* [TO DO]
Give the material again in full, matching it exactly.

* [ITEMS]
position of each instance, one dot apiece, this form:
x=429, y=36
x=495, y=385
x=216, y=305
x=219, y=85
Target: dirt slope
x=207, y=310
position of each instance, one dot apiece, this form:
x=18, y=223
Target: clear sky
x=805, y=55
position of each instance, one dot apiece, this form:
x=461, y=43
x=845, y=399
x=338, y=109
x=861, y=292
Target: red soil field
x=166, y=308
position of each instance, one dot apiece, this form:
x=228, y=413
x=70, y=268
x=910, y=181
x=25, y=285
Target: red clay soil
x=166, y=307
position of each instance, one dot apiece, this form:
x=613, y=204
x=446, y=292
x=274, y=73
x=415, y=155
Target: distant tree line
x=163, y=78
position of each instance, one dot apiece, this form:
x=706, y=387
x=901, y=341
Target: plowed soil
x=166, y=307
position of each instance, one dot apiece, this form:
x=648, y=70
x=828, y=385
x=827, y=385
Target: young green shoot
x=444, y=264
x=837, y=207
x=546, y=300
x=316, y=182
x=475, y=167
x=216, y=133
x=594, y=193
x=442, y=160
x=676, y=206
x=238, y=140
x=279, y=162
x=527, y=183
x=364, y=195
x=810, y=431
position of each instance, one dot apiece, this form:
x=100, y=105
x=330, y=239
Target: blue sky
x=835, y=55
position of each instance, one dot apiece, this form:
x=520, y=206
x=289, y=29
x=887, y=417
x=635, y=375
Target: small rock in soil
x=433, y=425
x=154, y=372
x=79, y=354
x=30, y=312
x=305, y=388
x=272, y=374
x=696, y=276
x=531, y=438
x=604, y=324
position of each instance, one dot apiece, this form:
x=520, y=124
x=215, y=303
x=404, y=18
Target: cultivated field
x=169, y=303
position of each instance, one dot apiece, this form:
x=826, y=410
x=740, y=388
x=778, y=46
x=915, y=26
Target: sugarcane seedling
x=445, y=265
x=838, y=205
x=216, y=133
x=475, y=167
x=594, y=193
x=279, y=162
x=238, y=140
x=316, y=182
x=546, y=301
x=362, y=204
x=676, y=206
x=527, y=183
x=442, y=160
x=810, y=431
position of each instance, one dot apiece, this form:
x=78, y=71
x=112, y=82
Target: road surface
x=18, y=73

* [TASK SOLUTION]
position of each instance, one dot apiece, this form:
x=429, y=36
x=495, y=385
x=216, y=305
x=219, y=85
Target: dirt slope
x=207, y=310
position of each instance, one dot apiece, this form:
x=18, y=223
Target: clear sky
x=805, y=55
position of each instance, one dot apiece, this form:
x=461, y=43
x=845, y=399
x=338, y=109
x=861, y=292
Target: red soil field
x=166, y=308
position of each instance, one dot apiece, this form:
x=228, y=413
x=70, y=268
x=910, y=181
x=25, y=285
Target: red clay soil
x=166, y=307
position of each instance, one dot apiece, this form:
x=613, y=204
x=446, y=292
x=274, y=73
x=415, y=155
Target: distant tree line
x=163, y=78
position of each instance, one dot apiece, this form:
x=706, y=387
x=901, y=341
Target: plowed soil
x=166, y=307
position of each instance, one dot apiece, this form:
x=648, y=70
x=828, y=385
x=827, y=385
Target: young green shoot
x=444, y=264
x=837, y=207
x=546, y=300
x=316, y=182
x=475, y=167
x=216, y=133
x=594, y=193
x=442, y=160
x=676, y=206
x=238, y=140
x=279, y=162
x=527, y=183
x=364, y=195
x=810, y=431
position of each instance, one dot apiece, this form:
x=100, y=105
x=330, y=239
Target: blue sky
x=835, y=55
position of each instance, one dot apiece, this form:
x=520, y=206
x=289, y=29
x=887, y=417
x=635, y=375
Target: small rock in soil
x=433, y=425
x=154, y=372
x=79, y=354
x=30, y=312
x=305, y=388
x=272, y=374
x=696, y=276
x=531, y=438
x=604, y=324
position of each instance, one dot apiece, this form:
x=520, y=124
x=215, y=303
x=404, y=18
Target: cultivated field
x=169, y=303
position of each instance, one dot apiece, this form:
x=826, y=410
x=740, y=388
x=778, y=46
x=915, y=26
Target: sugarcane seedling
x=445, y=265
x=838, y=205
x=216, y=133
x=475, y=167
x=594, y=193
x=279, y=162
x=238, y=140
x=316, y=182
x=546, y=301
x=362, y=204
x=676, y=206
x=527, y=183
x=442, y=160
x=810, y=431
position of each instance, one dot apiece, this form:
x=78, y=71
x=112, y=82
Target: road surface
x=18, y=73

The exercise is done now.